Rows from a dataset
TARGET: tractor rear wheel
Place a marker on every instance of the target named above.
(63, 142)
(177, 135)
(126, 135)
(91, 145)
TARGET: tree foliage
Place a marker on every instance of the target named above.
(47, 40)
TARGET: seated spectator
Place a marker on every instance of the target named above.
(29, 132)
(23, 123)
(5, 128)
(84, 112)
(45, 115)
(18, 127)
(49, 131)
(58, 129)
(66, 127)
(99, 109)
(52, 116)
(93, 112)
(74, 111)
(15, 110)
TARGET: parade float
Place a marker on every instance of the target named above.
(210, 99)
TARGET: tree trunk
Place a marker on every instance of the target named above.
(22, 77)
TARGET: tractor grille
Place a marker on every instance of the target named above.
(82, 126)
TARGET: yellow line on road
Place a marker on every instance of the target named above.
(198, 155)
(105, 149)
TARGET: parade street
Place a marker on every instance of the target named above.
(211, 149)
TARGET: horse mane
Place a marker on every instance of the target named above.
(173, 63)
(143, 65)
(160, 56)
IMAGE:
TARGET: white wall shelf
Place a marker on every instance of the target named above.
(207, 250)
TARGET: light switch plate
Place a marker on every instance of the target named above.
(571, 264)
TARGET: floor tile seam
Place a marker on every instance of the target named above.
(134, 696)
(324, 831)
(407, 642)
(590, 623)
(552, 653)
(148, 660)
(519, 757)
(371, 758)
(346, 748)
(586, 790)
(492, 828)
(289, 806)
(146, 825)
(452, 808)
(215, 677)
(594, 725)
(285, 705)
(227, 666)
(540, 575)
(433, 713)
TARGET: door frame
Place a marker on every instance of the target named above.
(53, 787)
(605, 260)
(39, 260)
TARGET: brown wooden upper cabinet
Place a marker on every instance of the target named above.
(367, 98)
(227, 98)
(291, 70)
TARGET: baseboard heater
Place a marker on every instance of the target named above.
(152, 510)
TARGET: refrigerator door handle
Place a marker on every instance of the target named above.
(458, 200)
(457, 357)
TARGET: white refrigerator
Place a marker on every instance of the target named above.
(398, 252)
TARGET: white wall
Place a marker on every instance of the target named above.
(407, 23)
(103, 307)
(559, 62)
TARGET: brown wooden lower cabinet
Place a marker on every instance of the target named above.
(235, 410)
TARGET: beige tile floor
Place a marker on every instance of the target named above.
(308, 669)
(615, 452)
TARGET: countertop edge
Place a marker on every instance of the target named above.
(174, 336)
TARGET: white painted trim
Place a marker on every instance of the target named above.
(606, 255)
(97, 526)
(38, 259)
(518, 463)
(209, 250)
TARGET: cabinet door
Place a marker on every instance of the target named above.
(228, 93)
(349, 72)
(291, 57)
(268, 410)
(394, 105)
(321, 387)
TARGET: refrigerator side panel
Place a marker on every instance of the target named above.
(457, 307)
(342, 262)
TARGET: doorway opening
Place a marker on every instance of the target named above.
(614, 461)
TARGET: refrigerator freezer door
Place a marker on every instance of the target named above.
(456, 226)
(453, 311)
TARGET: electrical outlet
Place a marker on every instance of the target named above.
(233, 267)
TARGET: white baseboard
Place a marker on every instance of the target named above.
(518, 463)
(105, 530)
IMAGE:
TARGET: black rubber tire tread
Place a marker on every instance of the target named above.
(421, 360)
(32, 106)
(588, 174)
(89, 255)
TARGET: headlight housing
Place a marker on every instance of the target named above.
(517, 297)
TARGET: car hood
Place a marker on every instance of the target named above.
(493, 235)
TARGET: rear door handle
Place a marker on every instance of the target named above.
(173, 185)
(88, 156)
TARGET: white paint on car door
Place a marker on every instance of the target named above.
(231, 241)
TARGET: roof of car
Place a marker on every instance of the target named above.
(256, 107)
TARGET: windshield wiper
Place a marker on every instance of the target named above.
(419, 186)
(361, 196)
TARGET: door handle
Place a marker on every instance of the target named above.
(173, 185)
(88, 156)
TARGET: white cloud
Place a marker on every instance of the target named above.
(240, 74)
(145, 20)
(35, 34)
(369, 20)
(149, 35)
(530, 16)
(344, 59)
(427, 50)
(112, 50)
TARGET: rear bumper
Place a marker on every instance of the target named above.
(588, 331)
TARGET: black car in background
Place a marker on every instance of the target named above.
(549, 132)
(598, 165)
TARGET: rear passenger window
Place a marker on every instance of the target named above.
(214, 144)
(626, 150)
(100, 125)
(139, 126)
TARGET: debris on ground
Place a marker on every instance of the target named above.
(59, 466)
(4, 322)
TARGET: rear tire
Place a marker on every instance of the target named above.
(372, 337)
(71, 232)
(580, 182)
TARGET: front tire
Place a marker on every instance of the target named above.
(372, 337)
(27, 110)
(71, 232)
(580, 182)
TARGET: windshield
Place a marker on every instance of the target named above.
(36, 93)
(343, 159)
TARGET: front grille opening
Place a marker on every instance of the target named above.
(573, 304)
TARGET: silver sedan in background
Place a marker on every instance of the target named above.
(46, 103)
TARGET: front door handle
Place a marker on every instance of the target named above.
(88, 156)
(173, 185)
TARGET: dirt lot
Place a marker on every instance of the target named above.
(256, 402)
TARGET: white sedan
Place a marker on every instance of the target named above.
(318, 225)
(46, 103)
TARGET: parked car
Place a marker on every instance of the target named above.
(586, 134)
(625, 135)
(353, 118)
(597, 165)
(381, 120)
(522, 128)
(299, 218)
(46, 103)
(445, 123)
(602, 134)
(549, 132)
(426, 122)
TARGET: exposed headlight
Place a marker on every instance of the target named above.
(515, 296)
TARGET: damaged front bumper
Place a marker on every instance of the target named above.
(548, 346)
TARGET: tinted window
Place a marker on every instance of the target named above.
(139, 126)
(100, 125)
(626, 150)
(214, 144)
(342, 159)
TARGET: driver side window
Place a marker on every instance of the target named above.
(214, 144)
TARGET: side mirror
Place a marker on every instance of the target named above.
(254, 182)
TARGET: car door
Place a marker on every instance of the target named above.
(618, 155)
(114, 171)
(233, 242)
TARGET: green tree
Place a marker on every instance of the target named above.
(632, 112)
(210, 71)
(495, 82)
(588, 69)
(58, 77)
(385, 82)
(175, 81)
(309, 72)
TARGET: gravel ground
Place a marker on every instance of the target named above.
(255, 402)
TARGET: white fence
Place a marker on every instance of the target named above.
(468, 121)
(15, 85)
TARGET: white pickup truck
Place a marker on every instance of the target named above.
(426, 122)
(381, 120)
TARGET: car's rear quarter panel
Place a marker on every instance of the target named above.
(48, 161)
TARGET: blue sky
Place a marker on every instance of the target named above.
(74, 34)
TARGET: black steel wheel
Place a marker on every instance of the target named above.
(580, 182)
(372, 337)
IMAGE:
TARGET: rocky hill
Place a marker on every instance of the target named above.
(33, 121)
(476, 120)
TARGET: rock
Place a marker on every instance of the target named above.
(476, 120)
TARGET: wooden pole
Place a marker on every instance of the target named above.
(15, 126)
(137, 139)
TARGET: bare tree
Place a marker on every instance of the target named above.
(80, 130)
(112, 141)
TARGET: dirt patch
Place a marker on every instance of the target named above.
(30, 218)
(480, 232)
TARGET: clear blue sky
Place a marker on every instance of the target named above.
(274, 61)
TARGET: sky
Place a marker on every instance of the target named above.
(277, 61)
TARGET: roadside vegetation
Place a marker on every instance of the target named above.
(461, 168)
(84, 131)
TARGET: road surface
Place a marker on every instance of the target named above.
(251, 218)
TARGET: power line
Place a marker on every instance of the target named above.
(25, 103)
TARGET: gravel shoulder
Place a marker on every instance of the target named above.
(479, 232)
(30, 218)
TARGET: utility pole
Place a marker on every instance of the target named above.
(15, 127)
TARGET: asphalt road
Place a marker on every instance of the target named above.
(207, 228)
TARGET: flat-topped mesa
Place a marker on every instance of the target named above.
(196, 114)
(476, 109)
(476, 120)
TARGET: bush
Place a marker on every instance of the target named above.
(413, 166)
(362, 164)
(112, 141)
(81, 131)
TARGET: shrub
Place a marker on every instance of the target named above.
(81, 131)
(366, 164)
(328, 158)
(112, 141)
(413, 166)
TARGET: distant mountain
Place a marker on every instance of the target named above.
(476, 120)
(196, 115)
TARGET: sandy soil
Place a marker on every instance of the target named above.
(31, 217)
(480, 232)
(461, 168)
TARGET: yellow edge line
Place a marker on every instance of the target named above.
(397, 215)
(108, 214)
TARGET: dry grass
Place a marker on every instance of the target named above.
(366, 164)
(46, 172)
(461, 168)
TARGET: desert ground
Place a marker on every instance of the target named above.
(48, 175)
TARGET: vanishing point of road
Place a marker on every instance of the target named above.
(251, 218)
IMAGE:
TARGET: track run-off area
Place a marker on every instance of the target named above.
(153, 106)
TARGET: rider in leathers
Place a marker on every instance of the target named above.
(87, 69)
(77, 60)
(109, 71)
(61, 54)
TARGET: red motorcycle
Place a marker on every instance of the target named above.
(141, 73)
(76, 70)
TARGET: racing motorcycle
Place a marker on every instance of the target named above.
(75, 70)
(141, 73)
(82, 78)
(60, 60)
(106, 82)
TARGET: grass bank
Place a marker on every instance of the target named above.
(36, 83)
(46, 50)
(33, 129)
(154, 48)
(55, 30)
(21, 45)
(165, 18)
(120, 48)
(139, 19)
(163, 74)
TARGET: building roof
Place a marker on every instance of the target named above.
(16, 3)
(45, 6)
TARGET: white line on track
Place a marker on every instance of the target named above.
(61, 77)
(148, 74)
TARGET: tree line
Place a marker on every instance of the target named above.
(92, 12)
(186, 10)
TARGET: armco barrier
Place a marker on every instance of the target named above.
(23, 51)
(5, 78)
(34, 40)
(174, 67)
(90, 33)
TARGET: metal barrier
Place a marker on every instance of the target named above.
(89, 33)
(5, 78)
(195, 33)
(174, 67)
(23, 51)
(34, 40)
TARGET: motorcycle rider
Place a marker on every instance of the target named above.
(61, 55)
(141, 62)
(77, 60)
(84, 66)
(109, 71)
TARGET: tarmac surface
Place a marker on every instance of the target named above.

(Goal):
Can you rewrite the items from the line with "TARGET: vanishing point of road" through the end of the items, putting "motorbike" wherever "motorcycle" appears and changing nothing else?

(Problem solution):
TARGET: vanishing point of road
Place a marker on every instance of the target named above.
(251, 218)
IMAGE:
TARGET: track run-off area
Place a marker on every instance of the target named above.
(153, 106)
TARGET: rider in leathers
Place a marker on every instance of the target named above.
(87, 69)
(77, 60)
(109, 71)
(61, 54)
TARGET: red motorbike
Place a marker on every instance of the target named above.
(141, 73)
(76, 70)
TARGET: racing motorbike
Place a marker on every instance of the target named above.
(75, 70)
(141, 73)
(82, 78)
(60, 60)
(106, 82)
TARGET: grass bank
Place a marker on every instance of the target named above.
(36, 83)
(46, 50)
(33, 129)
(154, 48)
(55, 30)
(21, 45)
(165, 18)
(120, 48)
(139, 19)
(163, 74)
TARGET: building roof
Place a marker on every instance of the target named above.
(16, 3)
(45, 6)
TARGET: white line on track
Place a marker on every instance of the target named above.
(61, 77)
(148, 74)
TARGET: tree line
Place a marker on every instance of the target named above.
(92, 12)
(186, 10)
TARGET: armco barrier
Place a marker on every instance of the target named above.
(23, 51)
(5, 78)
(34, 40)
(174, 67)
(90, 33)
TARGET: metal barrier
Place a marker on every instance of the target named above.
(89, 33)
(5, 78)
(195, 33)
(174, 67)
(23, 51)
(34, 40)
TARGET: motorbike rider
Place a marker on every instance of the target named above.
(61, 55)
(141, 62)
(77, 60)
(84, 66)
(109, 71)
TARGET: tarmac surface
Place a marker on every instance of the target named above.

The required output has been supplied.